▸ Excerpted text:
++++++++++
"No Exit" is a song by the American new wave band Blondie. It was the title track from their seventh studio album in 1999 and was released as a single in Europe, but not the US.

Overview
A "gothic hip hop" track "No Exit" features rapper Coolio exchanging raps with Debbie Harry. It also uses an interpolation of Johann Sebastian Bach's "Toccata and Fugue in D minor" and Edvard Grieg's "In the Hall of the Mountain King".

The single was released in the UK as a special tour souvenir CD. The released CD contains remixes of "No Exit", "Maria", "Nothing Is Real but the Girl" and a cover of Karen Young's 1978 disco hit "Hot Shot".

A video was released for one of the "No Exit" remixes, which also featured rappers Inspectah Deck, U-God of Wu-Tang Clan, Havoc and Prodigy of Mobb Deep as "The Loud Allstars".
++++++++++
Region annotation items
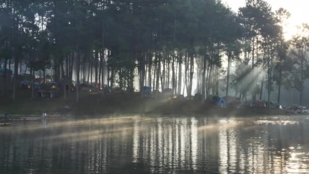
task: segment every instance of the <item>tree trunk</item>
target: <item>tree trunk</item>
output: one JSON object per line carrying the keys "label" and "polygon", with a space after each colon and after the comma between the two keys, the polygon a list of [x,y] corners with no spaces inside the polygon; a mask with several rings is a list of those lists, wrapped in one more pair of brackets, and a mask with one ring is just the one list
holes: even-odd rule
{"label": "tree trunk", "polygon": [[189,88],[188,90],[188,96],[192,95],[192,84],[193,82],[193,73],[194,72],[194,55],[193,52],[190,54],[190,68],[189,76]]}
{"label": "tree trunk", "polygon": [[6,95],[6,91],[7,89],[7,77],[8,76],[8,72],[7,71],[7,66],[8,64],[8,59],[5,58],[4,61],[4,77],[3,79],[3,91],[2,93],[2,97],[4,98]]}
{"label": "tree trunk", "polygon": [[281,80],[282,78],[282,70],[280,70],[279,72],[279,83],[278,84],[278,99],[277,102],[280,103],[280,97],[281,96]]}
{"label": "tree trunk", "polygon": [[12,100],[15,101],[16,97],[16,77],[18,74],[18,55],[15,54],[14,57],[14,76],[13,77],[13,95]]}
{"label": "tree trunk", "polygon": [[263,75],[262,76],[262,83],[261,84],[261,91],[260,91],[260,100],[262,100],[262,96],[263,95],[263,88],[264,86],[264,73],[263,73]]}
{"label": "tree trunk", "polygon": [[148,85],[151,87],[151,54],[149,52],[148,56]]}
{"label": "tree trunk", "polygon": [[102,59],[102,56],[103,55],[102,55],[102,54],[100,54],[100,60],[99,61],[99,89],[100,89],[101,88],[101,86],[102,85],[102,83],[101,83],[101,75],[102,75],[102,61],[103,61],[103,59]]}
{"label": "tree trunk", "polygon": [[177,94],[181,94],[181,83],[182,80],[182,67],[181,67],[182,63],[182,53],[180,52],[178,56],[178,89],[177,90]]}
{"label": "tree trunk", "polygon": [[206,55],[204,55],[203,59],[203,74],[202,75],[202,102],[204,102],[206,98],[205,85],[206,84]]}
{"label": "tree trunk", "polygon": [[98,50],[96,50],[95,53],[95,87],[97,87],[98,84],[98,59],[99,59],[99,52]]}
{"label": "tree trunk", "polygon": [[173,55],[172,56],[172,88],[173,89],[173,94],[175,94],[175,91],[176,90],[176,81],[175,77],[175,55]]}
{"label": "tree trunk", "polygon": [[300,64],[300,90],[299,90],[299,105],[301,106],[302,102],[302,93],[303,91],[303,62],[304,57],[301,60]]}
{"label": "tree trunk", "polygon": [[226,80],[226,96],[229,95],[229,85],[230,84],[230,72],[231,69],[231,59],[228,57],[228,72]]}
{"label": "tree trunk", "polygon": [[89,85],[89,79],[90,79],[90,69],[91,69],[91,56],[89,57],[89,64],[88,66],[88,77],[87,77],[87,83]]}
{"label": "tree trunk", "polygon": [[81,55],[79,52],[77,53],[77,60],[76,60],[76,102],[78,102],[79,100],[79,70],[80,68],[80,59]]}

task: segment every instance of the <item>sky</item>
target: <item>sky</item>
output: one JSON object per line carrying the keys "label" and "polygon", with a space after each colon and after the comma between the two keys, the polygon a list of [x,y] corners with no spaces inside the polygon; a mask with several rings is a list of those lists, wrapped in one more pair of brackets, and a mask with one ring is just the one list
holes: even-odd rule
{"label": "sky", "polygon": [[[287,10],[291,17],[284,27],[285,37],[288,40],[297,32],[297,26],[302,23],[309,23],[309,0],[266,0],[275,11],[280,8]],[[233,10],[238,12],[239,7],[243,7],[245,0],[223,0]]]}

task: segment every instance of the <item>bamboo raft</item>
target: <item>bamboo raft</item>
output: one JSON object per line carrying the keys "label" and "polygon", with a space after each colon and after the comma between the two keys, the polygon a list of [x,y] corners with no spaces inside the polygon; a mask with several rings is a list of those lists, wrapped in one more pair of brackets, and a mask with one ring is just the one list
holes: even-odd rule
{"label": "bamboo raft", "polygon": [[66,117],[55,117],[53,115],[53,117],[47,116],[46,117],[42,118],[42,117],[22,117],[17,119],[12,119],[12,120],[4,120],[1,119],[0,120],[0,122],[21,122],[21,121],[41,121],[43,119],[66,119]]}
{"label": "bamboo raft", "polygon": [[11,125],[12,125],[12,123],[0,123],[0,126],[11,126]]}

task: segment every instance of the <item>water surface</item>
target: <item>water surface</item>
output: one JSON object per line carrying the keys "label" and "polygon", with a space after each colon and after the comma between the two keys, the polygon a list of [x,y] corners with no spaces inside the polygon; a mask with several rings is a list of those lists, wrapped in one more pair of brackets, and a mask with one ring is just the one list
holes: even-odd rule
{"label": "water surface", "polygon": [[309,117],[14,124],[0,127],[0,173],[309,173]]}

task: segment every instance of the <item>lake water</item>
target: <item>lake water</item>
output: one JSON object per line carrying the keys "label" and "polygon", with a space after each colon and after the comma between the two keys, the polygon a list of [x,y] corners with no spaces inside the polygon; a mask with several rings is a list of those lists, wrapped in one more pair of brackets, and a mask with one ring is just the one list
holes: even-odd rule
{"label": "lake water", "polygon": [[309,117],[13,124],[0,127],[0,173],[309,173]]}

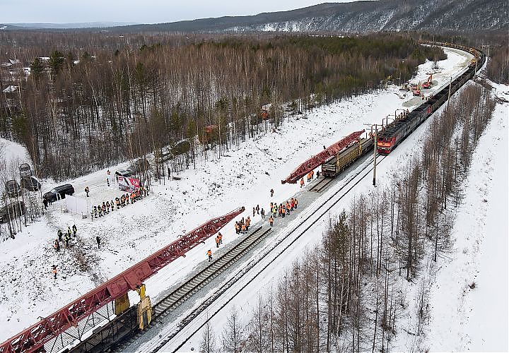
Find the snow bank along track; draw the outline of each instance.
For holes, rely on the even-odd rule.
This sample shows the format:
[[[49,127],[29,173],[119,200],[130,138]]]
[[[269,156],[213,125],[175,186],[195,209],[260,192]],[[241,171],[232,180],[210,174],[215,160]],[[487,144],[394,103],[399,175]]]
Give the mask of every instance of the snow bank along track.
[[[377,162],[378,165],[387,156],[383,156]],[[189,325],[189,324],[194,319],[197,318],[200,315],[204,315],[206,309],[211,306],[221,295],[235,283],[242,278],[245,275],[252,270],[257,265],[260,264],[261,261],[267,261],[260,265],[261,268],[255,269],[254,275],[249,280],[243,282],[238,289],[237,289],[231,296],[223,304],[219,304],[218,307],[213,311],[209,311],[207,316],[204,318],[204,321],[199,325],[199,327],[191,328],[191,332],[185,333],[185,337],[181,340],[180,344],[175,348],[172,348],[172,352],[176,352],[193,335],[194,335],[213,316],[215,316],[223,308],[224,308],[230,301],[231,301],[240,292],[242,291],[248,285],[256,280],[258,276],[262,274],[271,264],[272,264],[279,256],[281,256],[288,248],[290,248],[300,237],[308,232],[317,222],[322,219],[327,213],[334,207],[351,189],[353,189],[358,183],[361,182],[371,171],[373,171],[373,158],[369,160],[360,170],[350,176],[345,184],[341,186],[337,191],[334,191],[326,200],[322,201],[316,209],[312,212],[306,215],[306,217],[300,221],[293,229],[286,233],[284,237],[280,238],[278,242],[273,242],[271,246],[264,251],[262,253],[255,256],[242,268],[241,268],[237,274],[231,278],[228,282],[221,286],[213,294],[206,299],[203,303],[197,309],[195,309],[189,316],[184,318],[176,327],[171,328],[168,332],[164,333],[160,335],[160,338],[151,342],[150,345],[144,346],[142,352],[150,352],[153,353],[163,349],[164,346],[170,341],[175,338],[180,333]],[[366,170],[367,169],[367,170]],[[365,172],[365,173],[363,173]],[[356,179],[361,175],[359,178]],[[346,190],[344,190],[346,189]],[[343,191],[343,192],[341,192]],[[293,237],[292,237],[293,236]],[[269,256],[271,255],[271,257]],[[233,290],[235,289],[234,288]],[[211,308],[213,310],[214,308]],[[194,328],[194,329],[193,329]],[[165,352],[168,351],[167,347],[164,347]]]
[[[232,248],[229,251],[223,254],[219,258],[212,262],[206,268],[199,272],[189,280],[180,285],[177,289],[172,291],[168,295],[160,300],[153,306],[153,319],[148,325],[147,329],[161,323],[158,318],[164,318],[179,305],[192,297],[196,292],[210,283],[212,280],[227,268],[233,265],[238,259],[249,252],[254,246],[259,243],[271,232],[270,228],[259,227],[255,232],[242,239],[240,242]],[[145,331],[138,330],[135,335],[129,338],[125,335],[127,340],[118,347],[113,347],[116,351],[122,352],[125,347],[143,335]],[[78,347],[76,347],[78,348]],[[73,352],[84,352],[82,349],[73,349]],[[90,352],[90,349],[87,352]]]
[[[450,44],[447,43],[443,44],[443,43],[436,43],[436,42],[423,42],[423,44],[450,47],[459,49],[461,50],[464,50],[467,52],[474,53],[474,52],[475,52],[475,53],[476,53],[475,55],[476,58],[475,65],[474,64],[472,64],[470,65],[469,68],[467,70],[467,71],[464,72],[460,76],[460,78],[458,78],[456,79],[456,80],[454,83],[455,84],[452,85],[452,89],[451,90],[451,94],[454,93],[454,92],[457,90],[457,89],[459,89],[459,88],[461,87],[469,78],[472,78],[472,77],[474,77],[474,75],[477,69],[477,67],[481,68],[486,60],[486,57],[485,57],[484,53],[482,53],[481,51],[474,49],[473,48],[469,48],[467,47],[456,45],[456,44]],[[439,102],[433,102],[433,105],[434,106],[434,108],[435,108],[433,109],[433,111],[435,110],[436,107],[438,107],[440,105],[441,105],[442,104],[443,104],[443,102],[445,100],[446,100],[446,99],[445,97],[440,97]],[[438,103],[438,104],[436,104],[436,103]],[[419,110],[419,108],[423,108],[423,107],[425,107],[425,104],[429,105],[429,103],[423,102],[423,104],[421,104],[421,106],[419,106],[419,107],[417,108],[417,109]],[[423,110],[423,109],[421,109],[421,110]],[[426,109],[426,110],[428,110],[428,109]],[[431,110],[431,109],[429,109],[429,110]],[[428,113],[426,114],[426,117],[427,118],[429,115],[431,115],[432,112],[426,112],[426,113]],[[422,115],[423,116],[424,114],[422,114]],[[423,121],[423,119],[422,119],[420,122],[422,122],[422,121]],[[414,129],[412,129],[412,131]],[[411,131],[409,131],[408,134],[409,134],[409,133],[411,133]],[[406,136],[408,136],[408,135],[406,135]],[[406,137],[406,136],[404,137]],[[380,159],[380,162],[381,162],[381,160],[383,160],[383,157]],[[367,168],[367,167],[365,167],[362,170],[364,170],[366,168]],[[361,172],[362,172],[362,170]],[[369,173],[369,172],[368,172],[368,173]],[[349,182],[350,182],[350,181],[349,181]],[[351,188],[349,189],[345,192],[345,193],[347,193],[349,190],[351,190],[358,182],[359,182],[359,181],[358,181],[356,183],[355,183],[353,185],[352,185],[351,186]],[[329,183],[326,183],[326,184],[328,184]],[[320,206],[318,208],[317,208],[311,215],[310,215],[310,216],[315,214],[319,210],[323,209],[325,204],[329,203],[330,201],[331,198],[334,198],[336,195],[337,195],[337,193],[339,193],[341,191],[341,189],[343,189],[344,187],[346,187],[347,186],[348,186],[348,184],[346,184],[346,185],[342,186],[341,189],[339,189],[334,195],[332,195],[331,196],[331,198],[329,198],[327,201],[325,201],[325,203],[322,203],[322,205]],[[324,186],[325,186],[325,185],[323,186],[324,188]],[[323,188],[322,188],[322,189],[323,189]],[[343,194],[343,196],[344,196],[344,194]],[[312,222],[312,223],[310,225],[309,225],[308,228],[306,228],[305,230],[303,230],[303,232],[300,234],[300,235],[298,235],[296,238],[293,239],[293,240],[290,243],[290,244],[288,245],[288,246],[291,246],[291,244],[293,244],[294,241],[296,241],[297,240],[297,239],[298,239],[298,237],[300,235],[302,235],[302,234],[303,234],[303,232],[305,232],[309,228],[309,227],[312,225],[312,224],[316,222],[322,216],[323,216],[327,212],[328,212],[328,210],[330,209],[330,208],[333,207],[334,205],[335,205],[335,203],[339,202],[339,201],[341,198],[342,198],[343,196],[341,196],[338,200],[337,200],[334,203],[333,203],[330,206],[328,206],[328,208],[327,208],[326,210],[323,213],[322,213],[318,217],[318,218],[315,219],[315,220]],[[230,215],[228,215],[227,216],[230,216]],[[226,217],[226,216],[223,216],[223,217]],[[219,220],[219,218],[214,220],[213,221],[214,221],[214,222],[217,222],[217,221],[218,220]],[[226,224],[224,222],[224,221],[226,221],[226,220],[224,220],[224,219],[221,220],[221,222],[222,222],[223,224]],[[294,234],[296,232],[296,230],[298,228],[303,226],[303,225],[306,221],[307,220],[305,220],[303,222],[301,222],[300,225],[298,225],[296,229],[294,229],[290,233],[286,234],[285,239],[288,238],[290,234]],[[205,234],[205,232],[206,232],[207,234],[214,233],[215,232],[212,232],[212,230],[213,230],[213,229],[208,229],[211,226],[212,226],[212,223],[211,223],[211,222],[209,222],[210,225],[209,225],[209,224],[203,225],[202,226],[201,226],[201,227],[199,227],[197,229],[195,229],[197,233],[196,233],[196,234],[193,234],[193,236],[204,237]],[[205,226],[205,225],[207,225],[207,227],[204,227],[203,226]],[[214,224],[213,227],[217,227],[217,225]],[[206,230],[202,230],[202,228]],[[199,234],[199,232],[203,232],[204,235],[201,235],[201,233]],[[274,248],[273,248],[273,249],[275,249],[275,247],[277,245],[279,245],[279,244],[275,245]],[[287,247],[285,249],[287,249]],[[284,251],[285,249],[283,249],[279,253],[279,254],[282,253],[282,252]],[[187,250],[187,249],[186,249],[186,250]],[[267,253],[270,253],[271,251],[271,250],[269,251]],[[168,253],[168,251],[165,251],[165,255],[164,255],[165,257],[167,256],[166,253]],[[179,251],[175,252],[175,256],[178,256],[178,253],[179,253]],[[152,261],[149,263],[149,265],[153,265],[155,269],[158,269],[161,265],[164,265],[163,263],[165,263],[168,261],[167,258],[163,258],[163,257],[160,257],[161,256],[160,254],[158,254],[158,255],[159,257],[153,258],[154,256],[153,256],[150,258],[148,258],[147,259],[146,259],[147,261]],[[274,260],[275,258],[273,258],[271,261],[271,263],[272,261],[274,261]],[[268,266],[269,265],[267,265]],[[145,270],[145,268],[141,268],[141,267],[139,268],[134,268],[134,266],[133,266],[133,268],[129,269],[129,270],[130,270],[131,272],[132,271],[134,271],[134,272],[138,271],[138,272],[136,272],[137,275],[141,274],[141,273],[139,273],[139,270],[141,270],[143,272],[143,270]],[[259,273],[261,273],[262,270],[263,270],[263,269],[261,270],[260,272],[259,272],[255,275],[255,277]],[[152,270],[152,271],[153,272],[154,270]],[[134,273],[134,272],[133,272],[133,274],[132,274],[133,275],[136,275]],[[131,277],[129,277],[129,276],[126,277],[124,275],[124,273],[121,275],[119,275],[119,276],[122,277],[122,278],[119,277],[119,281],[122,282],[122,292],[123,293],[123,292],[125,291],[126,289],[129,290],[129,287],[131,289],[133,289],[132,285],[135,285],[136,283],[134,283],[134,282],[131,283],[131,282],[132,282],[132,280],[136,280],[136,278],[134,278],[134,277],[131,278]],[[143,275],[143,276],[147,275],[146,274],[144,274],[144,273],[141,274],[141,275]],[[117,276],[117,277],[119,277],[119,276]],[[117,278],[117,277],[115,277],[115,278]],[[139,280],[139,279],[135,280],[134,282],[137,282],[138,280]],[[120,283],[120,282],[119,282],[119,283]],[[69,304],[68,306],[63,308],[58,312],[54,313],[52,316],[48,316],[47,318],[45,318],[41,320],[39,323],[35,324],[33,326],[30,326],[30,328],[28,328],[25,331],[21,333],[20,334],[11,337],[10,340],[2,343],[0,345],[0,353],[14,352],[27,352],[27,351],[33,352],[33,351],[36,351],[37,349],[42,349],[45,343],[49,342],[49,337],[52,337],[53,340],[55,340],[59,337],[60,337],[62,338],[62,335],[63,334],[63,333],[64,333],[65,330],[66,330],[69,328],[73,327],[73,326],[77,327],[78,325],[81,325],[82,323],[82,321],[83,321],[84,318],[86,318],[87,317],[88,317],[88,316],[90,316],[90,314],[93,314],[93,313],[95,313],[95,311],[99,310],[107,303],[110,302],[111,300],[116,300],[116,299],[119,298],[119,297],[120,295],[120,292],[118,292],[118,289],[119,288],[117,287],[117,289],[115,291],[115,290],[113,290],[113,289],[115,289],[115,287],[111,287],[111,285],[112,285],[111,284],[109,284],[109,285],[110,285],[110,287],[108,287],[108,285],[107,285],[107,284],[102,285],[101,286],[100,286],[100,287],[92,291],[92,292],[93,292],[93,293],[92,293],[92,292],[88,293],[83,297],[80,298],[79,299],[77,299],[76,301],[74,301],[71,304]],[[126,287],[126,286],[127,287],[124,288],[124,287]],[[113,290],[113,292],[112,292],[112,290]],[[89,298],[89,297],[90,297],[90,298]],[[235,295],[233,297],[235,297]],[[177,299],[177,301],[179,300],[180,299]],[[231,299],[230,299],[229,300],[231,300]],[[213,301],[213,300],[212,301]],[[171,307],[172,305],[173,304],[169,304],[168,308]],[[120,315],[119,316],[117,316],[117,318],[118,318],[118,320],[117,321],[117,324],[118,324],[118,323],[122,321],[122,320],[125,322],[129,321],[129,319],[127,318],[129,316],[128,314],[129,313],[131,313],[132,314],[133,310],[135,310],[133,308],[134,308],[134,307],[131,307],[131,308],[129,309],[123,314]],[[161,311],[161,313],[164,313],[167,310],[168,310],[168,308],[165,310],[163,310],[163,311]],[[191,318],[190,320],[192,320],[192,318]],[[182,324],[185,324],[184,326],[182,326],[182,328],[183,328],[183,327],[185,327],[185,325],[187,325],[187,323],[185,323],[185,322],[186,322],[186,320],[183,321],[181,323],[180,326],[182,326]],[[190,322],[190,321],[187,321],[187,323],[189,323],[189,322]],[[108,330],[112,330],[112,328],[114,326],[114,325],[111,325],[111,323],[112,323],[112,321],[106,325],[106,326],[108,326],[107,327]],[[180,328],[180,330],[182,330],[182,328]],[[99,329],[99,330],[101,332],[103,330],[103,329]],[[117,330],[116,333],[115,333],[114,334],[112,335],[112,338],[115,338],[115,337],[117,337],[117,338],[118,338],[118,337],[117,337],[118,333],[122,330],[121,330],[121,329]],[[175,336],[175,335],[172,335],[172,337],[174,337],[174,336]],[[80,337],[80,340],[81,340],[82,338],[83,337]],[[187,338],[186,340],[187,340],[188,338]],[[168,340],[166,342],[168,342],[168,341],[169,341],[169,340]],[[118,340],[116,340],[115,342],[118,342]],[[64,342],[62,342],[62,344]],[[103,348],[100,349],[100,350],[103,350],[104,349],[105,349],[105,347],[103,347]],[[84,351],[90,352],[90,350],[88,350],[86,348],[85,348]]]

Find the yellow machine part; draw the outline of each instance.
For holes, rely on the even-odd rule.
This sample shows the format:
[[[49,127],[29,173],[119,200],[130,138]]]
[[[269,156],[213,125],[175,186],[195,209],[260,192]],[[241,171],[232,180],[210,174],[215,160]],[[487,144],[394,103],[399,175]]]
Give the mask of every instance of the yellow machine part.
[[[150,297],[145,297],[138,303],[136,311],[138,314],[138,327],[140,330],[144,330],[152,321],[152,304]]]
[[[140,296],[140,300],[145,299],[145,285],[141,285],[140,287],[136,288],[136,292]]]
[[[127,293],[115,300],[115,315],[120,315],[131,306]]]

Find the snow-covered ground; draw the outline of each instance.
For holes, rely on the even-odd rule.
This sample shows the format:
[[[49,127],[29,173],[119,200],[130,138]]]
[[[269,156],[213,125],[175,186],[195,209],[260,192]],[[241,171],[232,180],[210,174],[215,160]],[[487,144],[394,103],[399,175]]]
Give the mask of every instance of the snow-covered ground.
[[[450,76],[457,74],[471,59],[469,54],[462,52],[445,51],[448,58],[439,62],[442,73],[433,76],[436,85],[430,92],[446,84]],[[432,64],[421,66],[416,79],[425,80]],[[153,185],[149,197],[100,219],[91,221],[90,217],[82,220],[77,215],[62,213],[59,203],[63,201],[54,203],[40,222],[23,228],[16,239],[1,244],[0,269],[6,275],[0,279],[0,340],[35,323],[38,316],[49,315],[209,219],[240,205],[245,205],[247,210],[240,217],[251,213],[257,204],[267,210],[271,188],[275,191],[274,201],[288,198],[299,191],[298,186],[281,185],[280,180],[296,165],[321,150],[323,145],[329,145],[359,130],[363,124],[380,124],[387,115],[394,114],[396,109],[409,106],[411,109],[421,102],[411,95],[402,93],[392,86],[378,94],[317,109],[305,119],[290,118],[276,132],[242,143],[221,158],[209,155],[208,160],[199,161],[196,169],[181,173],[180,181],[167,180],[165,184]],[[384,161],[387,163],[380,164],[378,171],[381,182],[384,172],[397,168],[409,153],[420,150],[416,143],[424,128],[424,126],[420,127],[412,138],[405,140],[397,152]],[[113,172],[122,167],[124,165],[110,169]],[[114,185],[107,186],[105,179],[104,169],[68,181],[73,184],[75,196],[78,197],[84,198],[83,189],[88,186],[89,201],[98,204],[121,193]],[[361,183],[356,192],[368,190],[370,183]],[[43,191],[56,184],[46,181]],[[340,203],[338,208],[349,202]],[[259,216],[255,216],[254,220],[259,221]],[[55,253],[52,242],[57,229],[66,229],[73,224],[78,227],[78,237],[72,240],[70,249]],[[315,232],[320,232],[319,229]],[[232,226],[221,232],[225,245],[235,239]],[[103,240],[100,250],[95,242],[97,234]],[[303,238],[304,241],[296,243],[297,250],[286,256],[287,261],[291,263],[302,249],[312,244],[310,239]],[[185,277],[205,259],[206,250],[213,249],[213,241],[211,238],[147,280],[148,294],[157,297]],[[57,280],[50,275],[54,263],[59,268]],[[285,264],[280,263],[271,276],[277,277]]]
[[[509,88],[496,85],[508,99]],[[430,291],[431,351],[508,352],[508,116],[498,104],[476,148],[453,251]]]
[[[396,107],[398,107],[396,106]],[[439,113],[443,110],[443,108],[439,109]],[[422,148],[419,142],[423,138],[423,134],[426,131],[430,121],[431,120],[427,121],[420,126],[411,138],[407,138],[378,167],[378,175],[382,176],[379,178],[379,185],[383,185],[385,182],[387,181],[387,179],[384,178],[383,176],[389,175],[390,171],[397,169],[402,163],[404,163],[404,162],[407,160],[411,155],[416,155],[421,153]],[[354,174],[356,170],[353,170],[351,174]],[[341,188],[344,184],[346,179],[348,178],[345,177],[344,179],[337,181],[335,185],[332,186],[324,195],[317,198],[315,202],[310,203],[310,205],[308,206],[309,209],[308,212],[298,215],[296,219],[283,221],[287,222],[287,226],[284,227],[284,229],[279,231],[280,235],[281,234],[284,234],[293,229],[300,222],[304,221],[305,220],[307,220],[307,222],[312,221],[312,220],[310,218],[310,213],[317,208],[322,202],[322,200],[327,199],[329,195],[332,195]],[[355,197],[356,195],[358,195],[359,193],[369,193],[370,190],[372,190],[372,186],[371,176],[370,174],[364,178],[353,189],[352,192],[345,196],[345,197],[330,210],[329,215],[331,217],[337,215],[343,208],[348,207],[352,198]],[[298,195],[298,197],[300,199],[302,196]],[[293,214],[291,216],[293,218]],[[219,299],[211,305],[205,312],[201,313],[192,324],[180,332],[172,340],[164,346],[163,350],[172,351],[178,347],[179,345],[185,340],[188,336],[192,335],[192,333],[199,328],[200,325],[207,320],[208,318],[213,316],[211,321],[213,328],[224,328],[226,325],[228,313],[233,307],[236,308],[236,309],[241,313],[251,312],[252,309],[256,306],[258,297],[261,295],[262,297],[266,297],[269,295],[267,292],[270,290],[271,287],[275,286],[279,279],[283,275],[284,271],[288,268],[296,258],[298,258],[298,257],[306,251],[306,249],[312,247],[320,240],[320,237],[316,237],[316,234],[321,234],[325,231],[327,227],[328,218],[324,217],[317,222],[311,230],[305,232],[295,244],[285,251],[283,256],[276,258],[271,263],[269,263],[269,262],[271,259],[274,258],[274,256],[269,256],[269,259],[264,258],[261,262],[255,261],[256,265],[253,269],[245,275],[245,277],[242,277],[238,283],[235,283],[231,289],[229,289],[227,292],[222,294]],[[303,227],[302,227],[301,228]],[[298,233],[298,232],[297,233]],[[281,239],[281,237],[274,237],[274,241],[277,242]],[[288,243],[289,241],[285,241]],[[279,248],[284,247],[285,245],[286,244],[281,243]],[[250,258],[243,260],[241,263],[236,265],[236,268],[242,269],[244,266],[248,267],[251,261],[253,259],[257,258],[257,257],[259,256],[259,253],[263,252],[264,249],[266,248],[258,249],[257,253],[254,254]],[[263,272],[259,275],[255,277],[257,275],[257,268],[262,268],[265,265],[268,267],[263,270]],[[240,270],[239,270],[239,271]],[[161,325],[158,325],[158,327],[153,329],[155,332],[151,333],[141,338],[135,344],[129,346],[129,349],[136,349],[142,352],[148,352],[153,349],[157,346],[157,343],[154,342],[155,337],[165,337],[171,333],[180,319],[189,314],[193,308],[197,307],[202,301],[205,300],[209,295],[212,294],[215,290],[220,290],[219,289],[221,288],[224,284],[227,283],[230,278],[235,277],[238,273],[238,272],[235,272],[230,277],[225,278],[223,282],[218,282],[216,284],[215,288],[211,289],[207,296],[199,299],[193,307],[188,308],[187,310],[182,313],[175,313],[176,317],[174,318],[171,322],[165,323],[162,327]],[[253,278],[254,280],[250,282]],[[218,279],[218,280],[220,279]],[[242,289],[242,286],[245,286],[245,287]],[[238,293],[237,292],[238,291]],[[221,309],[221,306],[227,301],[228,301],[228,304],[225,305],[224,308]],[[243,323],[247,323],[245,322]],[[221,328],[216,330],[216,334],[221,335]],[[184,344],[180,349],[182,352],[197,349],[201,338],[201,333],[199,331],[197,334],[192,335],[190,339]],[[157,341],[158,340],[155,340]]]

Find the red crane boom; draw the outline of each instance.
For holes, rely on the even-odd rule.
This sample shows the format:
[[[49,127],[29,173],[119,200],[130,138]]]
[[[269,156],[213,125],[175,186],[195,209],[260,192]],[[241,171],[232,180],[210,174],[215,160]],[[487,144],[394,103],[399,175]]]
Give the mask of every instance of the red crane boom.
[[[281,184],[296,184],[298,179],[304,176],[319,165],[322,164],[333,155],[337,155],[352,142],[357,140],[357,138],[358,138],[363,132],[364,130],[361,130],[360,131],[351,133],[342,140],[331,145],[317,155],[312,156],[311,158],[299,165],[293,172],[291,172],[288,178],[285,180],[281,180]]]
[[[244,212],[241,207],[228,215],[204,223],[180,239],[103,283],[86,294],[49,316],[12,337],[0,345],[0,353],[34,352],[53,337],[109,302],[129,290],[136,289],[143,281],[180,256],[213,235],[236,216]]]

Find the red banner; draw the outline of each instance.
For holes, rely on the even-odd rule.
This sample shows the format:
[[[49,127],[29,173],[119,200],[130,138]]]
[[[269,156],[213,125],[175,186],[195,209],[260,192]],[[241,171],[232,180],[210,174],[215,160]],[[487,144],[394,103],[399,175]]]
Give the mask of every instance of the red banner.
++++++++++
▸ Problems:
- a) Answer these questions using the text on the song "No Exit":
(i) Which rapper trades raps with Debbie Harry on the track?
(ii) Whose 1978 disco hit is covered on the released CD?
(iii) Under what name did the rappers appear in the video for one of the remixes?
- b) Reproduce the records between the lines holding "Find the yellow" and "[[[127,293],[115,300],[115,315],[120,315],[131,306]]]", inclusive, and return only those lines, requests included. Multiply every coordinate in the answers by 0.6 and round to whole numbers, with halves rounded up. Leave the requests and their format samples unchanged.

▸ Answers to the tasks:
- a)
(i) Coolio
(ii) Karen Young's ("Hot Shot")
(iii) "The Loud Allstars"

- b)
Find the yellow machine part; draw the outline of each instance.
For holes, rely on the even-odd rule.
This sample shows the format:
[[[49,127],[29,173],[119,200],[130,138]]]
[[[269,156],[213,125],[175,186],[195,209],[260,192]],[[241,171],[232,180],[210,174],[215,160]],[[487,144],[394,103],[399,175]]]
Give the mask of every instance of the yellow machine part.
[[[90,178],[87,178],[83,182],[82,187],[83,188],[83,196],[84,198],[86,198],[91,193],[91,182]]]
[[[84,178],[84,180],[87,179],[87,171],[85,171],[84,172],[82,173],[82,175]]]
[[[76,176],[69,180],[69,189],[72,189],[79,184]]]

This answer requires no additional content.